Seperti Apa Rupa Israel di Masa Raja Daud?
SATUHARAPAN.COM-Seorang sarjana Israel berpendapat bahwa untuk waktu yang lama, jawaban atas pertanyaan di atas telah mengalami bias, kadang-kadang bahkan tidak disadari: kebutuhan untuk menemukan bukti istana, kota besar dan semua elemen yang dalam pola pikir dunia Barat akan mengarah pada kemakmuran dan pengaruhnya.
“Kisah alkitabiah (tentang Israel di masa Raja Daud) adalah tentang penduduk pengembara,” kata Prof. Erez Ben-Yosef dari Universitas Tel Aviv. "Hampir semua orang setuju bahwa Israel kuno muncul dari masyarakat nomaden, dan hal yang sama berlaku pada kerajaan tetangga: Moab, Edom, Amon, yang juga didirikan oleh koalisi suku nomaden."
Seperti yang dicatat Ben-Yosef dalam sebuah makalah yang baru-baru ini diterbitkan di Jerusalem Journal of Archaeology, sampai sekarang, konsensus di antara para sarjana adalah bahwa sebelum suatu masyarakat hidup menetap, ia tidak dapat dianggap kompleks atau berkembang. Karena alasan ini, banyak yang menolak gagasan bahwa Israel kuno bisa sekuat seperti yang dijelaskan dalam Alkitab.
......
PETUNJUK TUGAS: Lanjutkan tulisan tentang rupa Israel di masa Raja Daud di atas, mulai tepat setelah kalimat terakhirnya.
......
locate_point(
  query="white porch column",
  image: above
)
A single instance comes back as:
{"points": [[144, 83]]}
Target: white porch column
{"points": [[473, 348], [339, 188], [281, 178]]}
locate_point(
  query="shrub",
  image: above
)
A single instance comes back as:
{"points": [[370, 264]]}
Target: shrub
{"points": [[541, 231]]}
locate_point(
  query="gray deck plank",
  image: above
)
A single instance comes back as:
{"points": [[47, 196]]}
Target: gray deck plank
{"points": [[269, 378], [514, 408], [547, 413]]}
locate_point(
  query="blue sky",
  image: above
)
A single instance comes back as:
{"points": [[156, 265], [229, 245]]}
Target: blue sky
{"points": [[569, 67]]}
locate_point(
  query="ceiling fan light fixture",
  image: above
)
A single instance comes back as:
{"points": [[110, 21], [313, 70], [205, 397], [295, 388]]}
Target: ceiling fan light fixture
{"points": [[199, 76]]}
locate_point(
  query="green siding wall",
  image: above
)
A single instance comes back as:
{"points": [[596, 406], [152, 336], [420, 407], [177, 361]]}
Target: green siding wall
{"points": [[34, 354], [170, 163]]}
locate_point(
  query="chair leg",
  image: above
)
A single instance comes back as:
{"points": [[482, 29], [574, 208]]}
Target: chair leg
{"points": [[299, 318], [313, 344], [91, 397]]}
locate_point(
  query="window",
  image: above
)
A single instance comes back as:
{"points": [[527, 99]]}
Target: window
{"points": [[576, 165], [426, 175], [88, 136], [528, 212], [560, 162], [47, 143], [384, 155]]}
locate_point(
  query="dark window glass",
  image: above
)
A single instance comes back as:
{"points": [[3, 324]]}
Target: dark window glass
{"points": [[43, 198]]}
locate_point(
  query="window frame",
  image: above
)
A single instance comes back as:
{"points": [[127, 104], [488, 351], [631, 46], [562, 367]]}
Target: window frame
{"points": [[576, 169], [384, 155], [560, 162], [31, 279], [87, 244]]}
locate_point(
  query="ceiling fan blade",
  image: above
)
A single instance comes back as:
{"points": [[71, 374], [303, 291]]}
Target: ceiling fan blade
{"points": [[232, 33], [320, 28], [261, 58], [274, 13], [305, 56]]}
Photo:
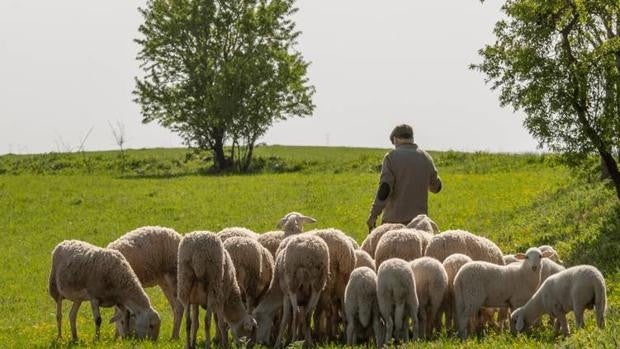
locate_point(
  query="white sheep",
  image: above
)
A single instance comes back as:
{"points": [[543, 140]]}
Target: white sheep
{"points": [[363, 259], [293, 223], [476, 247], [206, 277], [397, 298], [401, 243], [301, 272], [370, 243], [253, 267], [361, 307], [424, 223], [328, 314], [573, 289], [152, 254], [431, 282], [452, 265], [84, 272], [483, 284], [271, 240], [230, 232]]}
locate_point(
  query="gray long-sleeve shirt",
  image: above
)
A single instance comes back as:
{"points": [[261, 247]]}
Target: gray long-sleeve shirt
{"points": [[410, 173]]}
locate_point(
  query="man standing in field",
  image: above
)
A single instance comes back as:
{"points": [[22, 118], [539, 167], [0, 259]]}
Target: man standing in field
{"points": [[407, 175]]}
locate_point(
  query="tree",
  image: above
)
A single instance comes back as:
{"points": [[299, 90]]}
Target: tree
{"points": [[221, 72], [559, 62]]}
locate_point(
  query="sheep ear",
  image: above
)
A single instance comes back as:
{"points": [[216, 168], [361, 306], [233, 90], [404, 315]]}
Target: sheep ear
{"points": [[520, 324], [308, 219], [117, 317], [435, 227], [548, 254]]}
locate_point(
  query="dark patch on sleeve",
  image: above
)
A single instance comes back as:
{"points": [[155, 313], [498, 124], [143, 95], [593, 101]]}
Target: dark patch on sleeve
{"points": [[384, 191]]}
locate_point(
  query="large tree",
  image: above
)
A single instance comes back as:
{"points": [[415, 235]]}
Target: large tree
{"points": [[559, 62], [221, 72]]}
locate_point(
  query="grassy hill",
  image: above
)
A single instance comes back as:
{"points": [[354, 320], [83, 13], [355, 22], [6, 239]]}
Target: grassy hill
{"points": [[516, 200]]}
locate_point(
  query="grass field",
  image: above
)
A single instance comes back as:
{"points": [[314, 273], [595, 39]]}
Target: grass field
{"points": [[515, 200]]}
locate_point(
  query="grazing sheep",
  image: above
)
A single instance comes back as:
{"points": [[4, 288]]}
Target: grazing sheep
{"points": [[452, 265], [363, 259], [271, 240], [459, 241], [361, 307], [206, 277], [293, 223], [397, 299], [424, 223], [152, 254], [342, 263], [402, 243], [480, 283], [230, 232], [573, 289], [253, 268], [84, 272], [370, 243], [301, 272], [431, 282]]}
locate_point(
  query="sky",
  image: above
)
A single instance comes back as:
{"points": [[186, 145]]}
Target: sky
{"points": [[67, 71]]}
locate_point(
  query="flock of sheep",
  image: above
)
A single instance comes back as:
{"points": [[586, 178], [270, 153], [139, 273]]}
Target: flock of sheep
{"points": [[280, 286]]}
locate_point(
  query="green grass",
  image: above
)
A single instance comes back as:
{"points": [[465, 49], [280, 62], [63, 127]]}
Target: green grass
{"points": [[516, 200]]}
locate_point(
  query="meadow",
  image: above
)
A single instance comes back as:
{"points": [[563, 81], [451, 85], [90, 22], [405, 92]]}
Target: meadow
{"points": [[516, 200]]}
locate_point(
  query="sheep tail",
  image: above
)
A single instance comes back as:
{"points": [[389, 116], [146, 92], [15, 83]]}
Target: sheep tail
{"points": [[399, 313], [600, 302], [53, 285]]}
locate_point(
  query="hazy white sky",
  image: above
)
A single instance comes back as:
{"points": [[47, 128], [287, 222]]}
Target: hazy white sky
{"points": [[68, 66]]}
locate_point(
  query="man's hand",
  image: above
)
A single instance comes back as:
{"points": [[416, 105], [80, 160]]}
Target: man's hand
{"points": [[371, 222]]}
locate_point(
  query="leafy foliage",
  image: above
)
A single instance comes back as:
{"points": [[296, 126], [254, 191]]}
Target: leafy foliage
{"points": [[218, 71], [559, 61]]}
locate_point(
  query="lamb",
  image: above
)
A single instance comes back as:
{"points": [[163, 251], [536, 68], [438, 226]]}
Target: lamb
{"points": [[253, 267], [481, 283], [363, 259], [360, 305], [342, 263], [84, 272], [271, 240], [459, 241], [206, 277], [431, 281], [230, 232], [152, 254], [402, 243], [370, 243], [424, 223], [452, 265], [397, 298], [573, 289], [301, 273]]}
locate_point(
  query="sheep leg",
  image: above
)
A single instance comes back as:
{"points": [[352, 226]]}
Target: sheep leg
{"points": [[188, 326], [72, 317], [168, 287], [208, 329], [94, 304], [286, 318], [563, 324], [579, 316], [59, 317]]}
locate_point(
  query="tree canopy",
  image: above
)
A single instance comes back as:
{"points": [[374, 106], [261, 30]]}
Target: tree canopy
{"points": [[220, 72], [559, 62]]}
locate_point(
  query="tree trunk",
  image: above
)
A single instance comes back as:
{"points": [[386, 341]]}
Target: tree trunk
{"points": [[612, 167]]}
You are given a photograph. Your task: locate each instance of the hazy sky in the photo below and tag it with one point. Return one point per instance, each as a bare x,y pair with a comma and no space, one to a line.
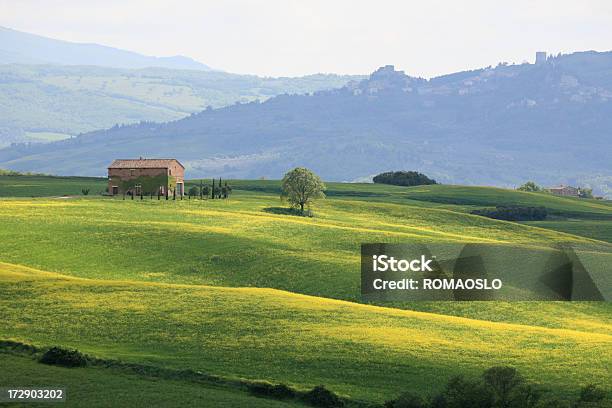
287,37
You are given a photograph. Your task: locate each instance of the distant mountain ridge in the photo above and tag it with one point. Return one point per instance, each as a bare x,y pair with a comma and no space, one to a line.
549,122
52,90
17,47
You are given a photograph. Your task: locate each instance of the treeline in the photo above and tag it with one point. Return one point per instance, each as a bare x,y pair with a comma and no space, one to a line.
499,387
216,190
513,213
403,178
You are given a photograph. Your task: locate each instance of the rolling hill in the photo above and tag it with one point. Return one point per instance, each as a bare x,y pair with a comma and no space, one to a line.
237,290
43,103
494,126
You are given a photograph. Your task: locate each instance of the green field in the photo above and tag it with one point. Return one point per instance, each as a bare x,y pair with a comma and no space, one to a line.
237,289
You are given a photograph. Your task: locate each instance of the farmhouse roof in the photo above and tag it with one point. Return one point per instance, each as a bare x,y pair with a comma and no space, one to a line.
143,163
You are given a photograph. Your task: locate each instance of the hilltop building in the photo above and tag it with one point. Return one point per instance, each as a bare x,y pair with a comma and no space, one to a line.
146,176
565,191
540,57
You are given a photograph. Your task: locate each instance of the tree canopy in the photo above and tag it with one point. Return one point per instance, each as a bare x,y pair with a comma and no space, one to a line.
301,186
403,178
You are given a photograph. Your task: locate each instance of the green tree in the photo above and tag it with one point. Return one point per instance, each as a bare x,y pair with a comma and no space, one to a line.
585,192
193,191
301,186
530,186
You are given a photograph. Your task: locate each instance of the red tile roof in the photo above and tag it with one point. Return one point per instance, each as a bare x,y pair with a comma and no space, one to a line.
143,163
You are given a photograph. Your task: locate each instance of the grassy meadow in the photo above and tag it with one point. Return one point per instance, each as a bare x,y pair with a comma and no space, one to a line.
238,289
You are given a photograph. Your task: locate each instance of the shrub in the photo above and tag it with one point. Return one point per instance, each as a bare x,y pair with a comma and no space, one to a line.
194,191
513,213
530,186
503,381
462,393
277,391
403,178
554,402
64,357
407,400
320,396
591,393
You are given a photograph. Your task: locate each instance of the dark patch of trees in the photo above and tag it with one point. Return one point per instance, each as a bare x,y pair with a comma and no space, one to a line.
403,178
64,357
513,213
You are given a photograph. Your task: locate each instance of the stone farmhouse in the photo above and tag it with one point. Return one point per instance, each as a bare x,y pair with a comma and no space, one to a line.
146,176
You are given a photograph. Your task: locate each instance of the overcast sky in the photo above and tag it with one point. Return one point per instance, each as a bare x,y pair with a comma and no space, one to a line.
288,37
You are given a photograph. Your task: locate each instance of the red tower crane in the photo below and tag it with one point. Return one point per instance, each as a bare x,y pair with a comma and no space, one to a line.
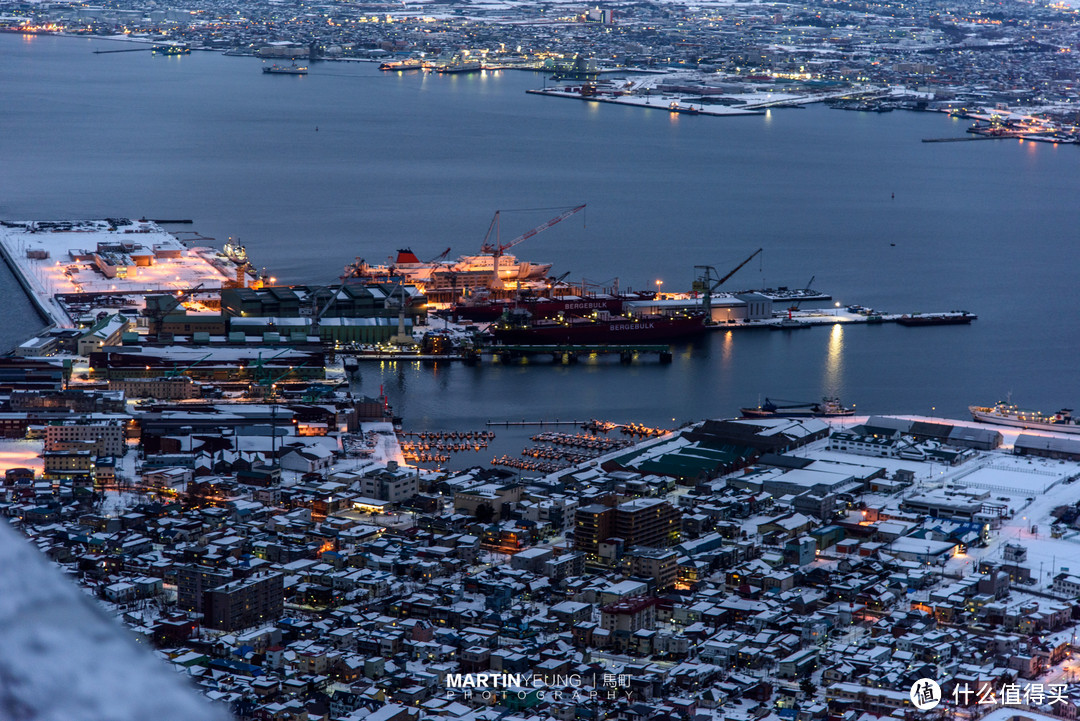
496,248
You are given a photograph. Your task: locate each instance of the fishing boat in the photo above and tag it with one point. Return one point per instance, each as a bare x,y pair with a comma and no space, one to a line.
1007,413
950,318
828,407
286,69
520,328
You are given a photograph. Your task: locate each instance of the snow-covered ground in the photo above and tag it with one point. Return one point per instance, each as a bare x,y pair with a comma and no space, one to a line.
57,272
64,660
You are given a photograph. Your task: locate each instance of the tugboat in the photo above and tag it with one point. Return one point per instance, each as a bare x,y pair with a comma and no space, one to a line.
......
JAWABAN TUGAS:
Namun, untuk memahami Israel di masa Raja Daud dan Raja Salomo, diperlukan pendekatan baru, yang meninggalkan sisa-sisa bangunan megah, tetapi mampu mengajukan pertanyaan yang tepat dan menempatkan catatan arkeologi dan sejarah dalam perspektif yang benar.
“Masalahnya adalah ketika kita berpikir tentang nomaden, kita langsung berpikir tentang suku Badui di masa modern, dan kita menemukan diri kita terjebak dalam kotak mental tertentu,” kata Ben-Yosef. "Sudah waktunya untuk meninggalkan kotak ini." Menurut para sarjana, kesalahan itu bisa dimaklumi.
“Biasanya, arkeologi tidak memberi kita kemungkinan untuk mempelajari masyarakat nomaden dan budaya material mereka, jadi kami mendasarkan kesimpulan kami pada asumsi,” katanya.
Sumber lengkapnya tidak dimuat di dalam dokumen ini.